*Provided text*
= Beginning of Section =
Well, that's in his own head. I've never once chimed in about his diet in that way. He's lying, but it's my fault because I've judged him? This was just one example, by the way.


No one said it was your fault. The issue seems to be that he is feeling shame about something and dealing with it in a childish way. Shame is a very powerful emotion that people will do all kinds of neurotic things to avoid. This issue most likely long predates your relationship, and goes back to childhood.

If I were you, I would just sit him down and calmly explain what you have observed about his behavior and then offer your hypothesis as to the cause of his behavior. Then give him to explain himself. Don't be "threatening" about it, but also don't allow him to be evasive or sneak his way out of it with some more BS. Try to make it "safe" for him to be able be honest about what is probably going to humiliating for him to fess-up to, and then just get to a point where he can admit to the fact that he being inappropriate and that he needs to work on it. There is a famous book called "Crucial Conversations" that offers perfect strategies for dealing with this kind of situation.

Please ignore the "get a divorce" crowd. It's so easy to howl "get a divorce" when it's no skin off of your back. There is so much terrible advice doled out on DCUM everyday. I hope it's just vocal minority, for humanity's sake.


You seem to have a very hopeful, bordering on delusional, opinion of exactly the effect you can have on a lifetime of learned behavior. And a bit of a savior complex. And a rather kind of condescending attitude to people who are going through something that you CLEARLY have never, ever been through.

Please don't weigh in on what you don't know and haven't lived. And keep the "I know best" attitude to yourself. Thanks.


Hmmm. I'm the PP that person was responding to and I found that response to be quite helpful.
Anonymous
Anonymous wrote:OP here. Thank you so much for the support and advice.
I have to say that I find my husband so unattractive because of this. I am not asking him questions. He is just saying things in conversation. It is bizarre. Whenever we have a conversation, I cringe.

Here is how the coffee incident went down:
me: Babe, do you want me to get you different coffee pods? (pods have been untouched for weeks)I can get you the Starbucks Dark Roast?
DH: The ones we have are fine. I make it before I leave for work.
Both of us awkwardly stare at the full pod holder.
me: I thought you were picking up Starbucks.
DH: Yeah, well, that's when I get off the train.

I don't have the energy to argue about this nonsense,
so it becomes fact.
s
there are so many lies, I could go on all day.








I just read this 3x and I don't understand why you would think he is lying. You asked him if you should buy different coffee pods and he said the current pods are fine.

I have had my own coffee frustrations with my husband but I won't get upset that he is lying to me. Yes, I often do think he is an idiot and we have a lot of miscommunication. I get mad at DH when he doesn't answer the question I am asking. DH is not defensive because he has nothing to hide and he says it is my wording that is almost trapping him into giving the wrong answer so that I get upset.
= End of Section =
Dataset excerpts
= Beginning of Section =
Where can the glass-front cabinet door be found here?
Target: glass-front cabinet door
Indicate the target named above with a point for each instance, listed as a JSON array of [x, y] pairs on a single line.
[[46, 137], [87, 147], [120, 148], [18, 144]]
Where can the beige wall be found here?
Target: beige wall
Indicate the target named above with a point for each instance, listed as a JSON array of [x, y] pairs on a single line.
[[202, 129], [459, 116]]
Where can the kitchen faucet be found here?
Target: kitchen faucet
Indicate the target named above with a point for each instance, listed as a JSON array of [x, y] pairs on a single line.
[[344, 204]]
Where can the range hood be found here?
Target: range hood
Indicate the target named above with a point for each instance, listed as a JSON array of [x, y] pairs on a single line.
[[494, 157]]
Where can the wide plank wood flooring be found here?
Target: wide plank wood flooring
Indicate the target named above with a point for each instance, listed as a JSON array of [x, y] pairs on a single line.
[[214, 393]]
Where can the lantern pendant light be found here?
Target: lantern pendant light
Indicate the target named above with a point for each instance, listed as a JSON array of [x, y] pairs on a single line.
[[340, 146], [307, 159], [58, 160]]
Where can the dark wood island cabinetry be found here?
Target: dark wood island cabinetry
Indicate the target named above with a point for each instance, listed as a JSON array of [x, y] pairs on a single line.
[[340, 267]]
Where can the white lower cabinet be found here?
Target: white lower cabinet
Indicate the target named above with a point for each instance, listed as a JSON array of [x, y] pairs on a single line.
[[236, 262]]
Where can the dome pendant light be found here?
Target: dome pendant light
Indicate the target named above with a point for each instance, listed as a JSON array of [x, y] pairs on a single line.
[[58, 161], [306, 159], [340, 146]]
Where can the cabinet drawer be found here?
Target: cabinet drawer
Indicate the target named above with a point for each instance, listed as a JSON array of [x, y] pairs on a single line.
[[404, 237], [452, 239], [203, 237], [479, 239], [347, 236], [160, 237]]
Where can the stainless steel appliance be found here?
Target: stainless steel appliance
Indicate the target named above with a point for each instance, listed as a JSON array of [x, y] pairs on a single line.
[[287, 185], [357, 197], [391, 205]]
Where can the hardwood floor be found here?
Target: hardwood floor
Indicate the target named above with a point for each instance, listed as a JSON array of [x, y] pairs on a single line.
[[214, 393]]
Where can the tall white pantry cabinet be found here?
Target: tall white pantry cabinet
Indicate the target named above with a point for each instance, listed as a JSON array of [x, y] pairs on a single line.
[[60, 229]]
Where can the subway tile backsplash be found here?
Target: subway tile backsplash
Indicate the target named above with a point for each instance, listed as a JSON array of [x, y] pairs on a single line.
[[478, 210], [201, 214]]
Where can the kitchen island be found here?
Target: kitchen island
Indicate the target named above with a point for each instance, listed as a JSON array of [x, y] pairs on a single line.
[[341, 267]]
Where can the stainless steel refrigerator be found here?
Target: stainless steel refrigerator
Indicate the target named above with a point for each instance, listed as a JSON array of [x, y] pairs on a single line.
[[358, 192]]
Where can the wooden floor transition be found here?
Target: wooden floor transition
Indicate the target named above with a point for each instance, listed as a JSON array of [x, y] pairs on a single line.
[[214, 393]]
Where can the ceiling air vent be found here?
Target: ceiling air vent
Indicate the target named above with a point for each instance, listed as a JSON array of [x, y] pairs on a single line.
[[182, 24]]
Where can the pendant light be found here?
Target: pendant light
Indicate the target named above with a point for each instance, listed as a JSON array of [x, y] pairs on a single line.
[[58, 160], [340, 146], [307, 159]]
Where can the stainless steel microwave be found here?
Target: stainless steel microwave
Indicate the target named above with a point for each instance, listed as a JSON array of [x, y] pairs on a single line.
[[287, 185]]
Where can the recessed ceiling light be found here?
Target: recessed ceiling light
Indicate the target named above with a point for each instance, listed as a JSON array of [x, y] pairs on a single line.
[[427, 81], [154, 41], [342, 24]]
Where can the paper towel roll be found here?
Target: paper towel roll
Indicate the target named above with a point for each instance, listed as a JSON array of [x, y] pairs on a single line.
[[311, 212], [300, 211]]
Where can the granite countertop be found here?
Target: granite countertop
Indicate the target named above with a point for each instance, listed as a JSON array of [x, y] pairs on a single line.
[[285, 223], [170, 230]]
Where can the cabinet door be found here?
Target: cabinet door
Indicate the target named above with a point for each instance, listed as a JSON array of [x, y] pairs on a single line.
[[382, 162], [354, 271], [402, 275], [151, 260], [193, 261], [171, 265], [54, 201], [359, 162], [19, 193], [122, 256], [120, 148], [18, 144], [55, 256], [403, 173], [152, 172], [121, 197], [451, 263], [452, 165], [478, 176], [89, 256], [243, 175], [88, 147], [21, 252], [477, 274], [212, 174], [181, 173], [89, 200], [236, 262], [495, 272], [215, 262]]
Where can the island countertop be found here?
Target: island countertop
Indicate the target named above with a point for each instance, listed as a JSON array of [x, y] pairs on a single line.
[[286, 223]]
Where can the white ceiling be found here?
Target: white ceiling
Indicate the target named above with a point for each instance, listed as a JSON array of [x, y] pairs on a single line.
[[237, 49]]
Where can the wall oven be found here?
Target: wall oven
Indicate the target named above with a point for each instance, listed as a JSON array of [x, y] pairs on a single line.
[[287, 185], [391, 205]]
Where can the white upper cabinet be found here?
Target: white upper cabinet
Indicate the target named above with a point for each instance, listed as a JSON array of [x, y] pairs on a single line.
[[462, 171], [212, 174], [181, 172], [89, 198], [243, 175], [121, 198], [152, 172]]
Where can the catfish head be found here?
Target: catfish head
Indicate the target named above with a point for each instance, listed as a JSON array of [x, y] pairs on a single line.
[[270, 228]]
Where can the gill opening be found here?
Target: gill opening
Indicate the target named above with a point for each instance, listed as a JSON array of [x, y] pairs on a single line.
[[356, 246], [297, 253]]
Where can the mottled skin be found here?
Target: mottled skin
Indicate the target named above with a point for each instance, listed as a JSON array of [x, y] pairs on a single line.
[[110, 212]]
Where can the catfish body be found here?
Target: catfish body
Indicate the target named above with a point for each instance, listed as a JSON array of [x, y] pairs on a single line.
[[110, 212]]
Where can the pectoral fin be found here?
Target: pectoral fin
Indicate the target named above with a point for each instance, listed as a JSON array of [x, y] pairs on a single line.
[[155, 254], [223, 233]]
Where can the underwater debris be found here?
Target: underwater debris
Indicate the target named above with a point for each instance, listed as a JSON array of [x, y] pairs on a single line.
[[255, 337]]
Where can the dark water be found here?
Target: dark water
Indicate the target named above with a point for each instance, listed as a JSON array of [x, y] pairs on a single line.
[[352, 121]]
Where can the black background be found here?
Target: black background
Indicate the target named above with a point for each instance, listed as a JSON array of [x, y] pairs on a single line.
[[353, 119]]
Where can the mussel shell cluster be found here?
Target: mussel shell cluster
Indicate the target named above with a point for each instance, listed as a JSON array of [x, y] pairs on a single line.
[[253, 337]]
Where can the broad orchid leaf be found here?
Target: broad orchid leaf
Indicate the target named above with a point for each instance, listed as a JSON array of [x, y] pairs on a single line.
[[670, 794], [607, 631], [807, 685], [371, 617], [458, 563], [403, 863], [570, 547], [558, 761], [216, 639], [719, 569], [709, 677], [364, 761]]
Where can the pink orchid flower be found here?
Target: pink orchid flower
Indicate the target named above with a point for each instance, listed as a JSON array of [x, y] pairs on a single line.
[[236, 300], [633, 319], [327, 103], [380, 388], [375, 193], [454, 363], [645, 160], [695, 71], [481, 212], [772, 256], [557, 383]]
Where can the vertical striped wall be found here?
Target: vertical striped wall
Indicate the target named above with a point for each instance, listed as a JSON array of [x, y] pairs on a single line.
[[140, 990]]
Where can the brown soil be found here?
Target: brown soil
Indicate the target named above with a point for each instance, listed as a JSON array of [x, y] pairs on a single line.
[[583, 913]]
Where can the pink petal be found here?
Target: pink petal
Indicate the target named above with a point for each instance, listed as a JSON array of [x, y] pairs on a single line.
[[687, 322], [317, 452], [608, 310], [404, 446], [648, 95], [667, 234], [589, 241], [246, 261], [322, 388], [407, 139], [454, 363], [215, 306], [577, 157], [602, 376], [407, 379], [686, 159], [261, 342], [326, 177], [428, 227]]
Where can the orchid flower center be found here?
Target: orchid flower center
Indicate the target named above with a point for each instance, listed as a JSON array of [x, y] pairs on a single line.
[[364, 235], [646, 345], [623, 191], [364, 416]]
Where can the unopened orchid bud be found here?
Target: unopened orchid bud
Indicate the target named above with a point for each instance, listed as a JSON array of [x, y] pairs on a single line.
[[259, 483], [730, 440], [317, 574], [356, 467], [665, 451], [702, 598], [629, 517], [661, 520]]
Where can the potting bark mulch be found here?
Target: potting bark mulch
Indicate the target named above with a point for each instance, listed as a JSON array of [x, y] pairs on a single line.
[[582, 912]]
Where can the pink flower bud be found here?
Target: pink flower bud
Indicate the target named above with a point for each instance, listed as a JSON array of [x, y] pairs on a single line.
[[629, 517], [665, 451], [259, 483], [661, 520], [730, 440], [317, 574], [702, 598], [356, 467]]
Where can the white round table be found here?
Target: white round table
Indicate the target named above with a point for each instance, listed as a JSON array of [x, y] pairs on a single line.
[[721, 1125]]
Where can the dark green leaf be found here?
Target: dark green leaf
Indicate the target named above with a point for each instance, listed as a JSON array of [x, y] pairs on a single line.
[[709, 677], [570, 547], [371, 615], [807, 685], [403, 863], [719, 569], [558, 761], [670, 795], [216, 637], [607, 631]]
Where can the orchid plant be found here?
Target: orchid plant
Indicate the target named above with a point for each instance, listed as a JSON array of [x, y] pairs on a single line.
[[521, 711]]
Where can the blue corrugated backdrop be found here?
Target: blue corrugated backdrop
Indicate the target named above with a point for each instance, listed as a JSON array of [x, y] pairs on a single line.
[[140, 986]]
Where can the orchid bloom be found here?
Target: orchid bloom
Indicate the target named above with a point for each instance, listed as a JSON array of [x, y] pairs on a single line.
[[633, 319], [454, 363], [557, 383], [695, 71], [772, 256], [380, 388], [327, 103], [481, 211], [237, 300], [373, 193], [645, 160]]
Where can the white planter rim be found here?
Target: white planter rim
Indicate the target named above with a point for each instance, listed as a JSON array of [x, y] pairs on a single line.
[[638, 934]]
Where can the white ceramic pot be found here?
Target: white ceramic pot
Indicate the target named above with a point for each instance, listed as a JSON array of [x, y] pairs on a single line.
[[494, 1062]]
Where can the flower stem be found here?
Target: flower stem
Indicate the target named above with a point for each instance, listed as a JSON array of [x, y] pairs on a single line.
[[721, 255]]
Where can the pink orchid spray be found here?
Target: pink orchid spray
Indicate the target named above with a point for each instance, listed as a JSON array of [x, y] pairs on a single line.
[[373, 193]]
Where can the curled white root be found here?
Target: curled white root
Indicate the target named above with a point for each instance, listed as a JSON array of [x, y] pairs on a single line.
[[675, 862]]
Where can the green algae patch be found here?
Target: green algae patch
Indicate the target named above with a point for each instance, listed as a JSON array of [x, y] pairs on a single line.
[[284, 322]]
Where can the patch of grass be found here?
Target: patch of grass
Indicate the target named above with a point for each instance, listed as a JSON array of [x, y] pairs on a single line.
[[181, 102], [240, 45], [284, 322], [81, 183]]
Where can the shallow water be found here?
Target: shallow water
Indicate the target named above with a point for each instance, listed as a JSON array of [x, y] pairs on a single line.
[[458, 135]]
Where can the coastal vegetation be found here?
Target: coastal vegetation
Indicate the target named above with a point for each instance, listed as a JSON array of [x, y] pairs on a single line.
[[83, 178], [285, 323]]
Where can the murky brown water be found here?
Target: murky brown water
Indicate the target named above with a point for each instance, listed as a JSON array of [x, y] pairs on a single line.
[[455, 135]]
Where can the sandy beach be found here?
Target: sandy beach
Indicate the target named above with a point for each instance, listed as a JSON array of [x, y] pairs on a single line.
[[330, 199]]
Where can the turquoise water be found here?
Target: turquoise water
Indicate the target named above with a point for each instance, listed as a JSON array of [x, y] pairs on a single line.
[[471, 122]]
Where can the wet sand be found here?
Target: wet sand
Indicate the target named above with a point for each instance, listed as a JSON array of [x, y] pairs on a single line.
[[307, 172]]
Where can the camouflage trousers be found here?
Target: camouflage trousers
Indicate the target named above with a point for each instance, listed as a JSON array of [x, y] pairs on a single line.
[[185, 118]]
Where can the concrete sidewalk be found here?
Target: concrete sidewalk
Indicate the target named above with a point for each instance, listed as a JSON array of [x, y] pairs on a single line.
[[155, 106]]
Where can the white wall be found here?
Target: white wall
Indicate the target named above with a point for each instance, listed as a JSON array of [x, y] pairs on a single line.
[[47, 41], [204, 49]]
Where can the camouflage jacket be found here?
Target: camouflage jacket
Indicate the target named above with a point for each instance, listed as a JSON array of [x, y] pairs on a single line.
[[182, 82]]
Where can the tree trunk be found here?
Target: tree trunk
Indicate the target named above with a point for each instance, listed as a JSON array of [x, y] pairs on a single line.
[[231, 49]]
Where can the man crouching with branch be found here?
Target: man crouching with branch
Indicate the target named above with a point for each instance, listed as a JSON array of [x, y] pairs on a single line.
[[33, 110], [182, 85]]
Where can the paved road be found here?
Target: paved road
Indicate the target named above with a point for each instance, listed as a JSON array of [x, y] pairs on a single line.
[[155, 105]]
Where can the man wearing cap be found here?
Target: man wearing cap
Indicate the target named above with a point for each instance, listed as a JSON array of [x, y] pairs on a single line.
= End of Section =
*Problem description*
Extend the forum thread about a husband's alleged lying, beginning right after its final sentence. The listing is separate material, unrelated to the forum thread.

*Written response*
Just recently, I have exploded at him for being cheap with gifted coffee. We got these pods you can fill with grounded coffee. Another vendor gave us grounded coffee and he was using it in our Keurig. The coffee grinds somehow were getting into my coffee and I asked him to stop. After being together for over 10 yrs, DH still can't order my drink properly. He says I am too picky.

This guy is your husband. Why don't you point blank ask him what's up and why he is lying?
Anonymous
I think people are way too willing to put up with hurtful behavior. We aren't talking about an acquaintance who tells an occasional tall tale, we are talking about someone's life partner. If the llying party won't even admit the lying is a problem, I'm not sure how effective conversations and therapy would be. By all means try but for goodness sake, the standard for a life partner should be pretty damn high and this behavior just isn't acceptable. This isn't a minor issue. No wonder so many people are living in quiet desperation.
Anonymous
Anonymous wrote:I recognize this behavior in a former colleague. Lying is too strong a word, and I disagree with PPs, this doesn't set off my cheating radar at all.

It is more like procrastination or mild delusion than intentional dishonesty. Or maybe passive aggressive at worst.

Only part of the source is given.